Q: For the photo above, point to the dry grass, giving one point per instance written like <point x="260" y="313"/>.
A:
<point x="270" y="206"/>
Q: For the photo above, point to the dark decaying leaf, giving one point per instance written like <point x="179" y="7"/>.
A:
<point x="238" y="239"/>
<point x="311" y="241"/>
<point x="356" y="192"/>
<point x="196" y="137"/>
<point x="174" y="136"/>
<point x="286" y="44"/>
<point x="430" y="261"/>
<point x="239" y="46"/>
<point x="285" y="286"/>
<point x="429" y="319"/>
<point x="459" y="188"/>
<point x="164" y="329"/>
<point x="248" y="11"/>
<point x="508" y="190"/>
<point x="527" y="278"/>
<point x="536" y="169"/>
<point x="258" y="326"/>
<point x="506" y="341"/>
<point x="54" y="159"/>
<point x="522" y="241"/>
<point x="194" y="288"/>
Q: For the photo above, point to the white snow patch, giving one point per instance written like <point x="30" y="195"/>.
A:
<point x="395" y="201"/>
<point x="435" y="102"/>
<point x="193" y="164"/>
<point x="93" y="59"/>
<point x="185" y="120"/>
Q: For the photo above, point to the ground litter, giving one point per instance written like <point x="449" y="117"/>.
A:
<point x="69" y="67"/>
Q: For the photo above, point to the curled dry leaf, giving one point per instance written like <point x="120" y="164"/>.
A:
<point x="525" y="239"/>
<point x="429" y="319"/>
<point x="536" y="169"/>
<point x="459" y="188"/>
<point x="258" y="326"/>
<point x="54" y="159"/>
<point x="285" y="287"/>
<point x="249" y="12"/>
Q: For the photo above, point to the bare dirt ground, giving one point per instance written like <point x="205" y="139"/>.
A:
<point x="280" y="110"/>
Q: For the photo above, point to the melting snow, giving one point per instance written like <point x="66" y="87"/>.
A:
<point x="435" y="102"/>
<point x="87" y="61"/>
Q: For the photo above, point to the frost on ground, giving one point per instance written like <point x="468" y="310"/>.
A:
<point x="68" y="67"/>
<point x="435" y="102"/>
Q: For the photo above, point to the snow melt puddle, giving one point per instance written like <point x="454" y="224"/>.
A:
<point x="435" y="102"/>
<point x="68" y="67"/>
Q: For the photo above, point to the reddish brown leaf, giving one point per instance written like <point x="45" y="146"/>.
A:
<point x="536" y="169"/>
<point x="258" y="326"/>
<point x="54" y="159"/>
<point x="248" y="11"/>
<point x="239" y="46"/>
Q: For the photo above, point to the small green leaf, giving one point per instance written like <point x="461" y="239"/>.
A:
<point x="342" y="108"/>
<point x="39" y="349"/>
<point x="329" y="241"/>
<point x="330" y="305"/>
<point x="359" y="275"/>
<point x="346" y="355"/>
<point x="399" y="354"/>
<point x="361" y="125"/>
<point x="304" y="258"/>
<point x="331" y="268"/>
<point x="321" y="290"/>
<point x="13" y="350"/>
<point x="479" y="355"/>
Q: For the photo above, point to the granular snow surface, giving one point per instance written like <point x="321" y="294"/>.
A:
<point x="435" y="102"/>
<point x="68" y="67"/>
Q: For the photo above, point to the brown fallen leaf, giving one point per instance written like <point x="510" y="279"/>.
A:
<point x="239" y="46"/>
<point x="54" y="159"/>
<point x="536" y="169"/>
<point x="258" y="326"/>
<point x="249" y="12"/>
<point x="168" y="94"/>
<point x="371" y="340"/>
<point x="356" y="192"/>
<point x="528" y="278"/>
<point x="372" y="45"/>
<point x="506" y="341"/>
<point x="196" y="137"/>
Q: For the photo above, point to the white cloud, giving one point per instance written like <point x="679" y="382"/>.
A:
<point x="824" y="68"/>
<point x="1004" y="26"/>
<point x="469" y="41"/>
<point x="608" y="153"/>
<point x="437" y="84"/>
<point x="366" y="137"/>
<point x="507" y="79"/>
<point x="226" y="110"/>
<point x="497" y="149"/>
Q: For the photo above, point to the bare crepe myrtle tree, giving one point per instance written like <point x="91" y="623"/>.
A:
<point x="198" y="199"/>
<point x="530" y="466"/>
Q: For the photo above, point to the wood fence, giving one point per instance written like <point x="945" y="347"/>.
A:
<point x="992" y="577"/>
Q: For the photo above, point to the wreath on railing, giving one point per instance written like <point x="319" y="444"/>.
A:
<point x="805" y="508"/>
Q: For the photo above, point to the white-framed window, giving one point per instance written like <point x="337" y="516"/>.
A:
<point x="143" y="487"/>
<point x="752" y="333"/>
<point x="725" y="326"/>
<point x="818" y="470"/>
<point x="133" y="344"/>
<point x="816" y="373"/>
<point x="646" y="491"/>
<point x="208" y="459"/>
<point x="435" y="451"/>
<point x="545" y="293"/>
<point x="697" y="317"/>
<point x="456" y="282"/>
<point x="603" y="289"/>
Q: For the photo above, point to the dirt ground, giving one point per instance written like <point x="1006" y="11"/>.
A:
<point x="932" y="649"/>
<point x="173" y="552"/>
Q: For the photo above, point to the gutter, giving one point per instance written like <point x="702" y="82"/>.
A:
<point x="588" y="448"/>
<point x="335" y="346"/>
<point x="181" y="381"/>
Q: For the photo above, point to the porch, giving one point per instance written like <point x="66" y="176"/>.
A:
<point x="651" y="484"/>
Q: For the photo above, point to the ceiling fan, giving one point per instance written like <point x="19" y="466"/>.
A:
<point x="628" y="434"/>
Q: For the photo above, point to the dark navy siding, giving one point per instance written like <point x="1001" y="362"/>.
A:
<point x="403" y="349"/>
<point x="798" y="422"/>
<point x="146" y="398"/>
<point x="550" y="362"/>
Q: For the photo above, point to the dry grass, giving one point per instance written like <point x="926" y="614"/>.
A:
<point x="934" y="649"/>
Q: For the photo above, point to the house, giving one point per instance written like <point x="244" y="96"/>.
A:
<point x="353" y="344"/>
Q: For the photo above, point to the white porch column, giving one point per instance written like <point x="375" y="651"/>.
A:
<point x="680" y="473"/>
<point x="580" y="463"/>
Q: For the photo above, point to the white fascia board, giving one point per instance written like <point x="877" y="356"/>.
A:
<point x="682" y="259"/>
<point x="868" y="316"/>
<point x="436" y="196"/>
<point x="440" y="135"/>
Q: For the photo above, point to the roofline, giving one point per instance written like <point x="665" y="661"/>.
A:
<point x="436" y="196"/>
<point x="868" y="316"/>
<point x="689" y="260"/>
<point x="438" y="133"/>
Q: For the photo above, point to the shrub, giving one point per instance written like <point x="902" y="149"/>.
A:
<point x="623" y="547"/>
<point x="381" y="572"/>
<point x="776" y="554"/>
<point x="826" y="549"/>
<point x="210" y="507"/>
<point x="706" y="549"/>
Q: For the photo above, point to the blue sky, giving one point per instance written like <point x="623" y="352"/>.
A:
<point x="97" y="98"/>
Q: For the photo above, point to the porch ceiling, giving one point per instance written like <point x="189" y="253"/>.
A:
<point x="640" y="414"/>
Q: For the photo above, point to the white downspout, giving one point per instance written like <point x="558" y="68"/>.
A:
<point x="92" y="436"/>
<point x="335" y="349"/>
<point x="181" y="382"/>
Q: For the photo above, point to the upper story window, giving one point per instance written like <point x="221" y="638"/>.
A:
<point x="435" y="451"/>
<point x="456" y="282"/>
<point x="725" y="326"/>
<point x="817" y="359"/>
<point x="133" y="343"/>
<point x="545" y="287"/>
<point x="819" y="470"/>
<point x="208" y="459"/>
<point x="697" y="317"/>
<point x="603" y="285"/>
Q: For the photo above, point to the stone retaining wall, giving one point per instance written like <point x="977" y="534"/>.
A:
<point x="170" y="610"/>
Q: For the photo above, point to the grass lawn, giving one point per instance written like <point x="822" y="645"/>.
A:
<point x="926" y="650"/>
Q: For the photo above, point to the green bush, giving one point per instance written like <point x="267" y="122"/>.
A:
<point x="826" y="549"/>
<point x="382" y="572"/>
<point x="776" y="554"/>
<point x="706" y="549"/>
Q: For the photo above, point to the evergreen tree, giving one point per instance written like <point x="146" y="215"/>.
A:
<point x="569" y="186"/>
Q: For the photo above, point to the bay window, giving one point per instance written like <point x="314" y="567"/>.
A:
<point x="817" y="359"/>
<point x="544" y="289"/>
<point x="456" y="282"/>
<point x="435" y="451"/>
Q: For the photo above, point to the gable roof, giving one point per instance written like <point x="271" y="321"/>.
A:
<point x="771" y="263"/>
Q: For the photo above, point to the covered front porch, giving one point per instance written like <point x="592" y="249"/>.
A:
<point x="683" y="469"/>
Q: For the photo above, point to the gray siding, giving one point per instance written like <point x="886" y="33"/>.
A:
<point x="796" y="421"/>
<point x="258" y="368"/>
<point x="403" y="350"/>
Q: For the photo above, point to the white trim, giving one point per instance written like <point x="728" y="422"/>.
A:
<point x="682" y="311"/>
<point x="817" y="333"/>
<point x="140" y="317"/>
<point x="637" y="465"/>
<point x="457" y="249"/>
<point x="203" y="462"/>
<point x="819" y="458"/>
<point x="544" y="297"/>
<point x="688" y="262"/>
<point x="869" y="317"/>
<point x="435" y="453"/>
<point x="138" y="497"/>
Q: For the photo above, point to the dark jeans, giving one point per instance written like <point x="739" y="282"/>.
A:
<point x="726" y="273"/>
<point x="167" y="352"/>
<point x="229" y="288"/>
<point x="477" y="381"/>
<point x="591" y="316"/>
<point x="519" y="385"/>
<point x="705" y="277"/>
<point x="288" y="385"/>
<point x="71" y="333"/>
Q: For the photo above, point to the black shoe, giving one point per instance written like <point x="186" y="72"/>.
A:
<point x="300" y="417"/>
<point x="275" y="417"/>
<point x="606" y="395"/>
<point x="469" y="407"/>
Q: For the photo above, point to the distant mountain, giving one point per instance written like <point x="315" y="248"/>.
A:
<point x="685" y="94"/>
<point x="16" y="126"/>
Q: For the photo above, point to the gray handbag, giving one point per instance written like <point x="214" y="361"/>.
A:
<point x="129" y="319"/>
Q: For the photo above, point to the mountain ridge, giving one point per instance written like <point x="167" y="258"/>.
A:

• WORK INSTRUCTIONS
In the entries above, find every line holding the word "dark" and copy it out.

• ANSWER
Q: For the photo above, point to the dark decaying leaf, giving one point per instance written like <point x="179" y="7"/>.
Q: For the photo above, point to the dark navy siding, giving one point per instance written like <point x="1001" y="362"/>.
Q: For the photo above, point to the dark jeans, giving one point per instance written like <point x="739" y="282"/>.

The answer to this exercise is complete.